------ EXERCISE MATERIAL

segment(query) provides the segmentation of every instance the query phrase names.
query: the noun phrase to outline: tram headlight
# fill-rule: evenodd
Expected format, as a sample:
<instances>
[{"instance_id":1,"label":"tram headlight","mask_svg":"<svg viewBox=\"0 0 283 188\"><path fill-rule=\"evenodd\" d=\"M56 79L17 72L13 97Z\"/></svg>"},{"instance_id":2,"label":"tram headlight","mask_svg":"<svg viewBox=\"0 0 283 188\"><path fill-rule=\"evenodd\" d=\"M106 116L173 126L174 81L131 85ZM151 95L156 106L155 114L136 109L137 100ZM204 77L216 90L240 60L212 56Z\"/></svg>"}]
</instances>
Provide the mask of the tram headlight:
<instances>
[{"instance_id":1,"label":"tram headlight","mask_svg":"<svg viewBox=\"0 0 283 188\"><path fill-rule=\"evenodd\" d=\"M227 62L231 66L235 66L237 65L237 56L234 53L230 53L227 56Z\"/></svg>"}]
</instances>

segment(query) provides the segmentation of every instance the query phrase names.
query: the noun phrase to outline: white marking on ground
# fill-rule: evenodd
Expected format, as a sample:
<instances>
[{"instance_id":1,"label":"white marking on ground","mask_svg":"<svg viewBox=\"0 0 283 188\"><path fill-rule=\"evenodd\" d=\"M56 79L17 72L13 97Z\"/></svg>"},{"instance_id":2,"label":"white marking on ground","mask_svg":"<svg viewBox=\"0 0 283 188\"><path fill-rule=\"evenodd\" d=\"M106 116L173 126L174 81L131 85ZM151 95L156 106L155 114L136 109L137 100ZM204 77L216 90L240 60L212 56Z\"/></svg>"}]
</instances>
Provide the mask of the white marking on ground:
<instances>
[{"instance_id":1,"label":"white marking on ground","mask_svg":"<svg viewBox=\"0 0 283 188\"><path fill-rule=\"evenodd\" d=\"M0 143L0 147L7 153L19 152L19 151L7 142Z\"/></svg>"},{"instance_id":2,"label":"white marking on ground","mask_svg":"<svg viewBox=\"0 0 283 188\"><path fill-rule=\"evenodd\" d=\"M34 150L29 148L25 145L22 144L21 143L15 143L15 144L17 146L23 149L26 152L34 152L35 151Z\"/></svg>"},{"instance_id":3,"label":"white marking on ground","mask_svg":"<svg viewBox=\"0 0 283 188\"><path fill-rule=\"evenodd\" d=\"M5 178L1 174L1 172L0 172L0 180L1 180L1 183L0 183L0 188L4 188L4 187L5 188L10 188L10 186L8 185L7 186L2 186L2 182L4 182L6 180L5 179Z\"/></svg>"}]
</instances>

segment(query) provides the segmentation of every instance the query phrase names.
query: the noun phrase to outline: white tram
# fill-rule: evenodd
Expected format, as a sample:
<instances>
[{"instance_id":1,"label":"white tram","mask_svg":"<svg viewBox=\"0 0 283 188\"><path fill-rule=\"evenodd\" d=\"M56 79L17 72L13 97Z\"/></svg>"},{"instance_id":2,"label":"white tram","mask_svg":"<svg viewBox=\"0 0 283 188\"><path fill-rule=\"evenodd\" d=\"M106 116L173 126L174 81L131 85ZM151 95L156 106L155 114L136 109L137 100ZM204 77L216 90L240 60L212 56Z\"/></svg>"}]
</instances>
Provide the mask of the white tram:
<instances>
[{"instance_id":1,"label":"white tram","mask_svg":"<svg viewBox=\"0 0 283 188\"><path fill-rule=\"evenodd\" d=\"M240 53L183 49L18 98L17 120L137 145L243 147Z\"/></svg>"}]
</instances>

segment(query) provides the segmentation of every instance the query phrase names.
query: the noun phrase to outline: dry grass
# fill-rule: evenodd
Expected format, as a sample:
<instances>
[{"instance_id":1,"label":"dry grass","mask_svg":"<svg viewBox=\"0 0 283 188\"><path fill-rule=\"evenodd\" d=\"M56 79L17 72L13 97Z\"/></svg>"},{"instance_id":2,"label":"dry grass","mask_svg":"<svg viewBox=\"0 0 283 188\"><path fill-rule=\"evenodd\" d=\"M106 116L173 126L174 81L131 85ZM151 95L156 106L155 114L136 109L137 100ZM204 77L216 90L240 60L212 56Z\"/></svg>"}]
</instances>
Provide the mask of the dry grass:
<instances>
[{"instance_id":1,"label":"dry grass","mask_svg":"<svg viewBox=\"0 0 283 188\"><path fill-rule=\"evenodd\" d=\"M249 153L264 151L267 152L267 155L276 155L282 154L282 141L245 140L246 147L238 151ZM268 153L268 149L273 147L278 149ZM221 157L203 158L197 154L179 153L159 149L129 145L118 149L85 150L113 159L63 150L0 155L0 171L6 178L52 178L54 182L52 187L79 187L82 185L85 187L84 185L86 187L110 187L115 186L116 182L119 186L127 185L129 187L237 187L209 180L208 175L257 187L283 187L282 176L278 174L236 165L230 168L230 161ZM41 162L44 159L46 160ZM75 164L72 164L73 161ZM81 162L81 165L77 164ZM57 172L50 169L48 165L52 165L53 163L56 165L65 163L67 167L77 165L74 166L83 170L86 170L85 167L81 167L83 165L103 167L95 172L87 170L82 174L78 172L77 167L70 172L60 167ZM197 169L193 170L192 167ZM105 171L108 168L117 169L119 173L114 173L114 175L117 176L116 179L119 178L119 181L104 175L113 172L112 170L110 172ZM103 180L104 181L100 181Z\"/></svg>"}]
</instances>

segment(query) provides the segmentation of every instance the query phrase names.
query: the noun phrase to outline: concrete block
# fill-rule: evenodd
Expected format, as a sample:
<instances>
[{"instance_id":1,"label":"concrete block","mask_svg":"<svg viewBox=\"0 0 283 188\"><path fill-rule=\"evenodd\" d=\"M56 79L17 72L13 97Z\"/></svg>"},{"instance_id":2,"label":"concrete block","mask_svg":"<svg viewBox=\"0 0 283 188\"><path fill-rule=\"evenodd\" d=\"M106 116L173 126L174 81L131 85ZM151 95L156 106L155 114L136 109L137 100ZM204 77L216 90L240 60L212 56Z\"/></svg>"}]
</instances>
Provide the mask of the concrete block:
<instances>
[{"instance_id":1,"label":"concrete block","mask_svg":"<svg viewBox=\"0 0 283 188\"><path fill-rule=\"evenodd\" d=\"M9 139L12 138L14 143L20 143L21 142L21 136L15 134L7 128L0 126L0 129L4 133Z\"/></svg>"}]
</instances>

------------

• **WHAT IS EXPECTED**: Pull out every line of the rows above that contains the word "outline", and reproduce each one in full.

• **IN RESPONSE**:
query: the noun phrase to outline: tram headlight
query: the noun phrase to outline: white marking on ground
query: the noun phrase to outline: white tram
query: the noun phrase to outline: dry grass
query: the noun phrase to outline: concrete block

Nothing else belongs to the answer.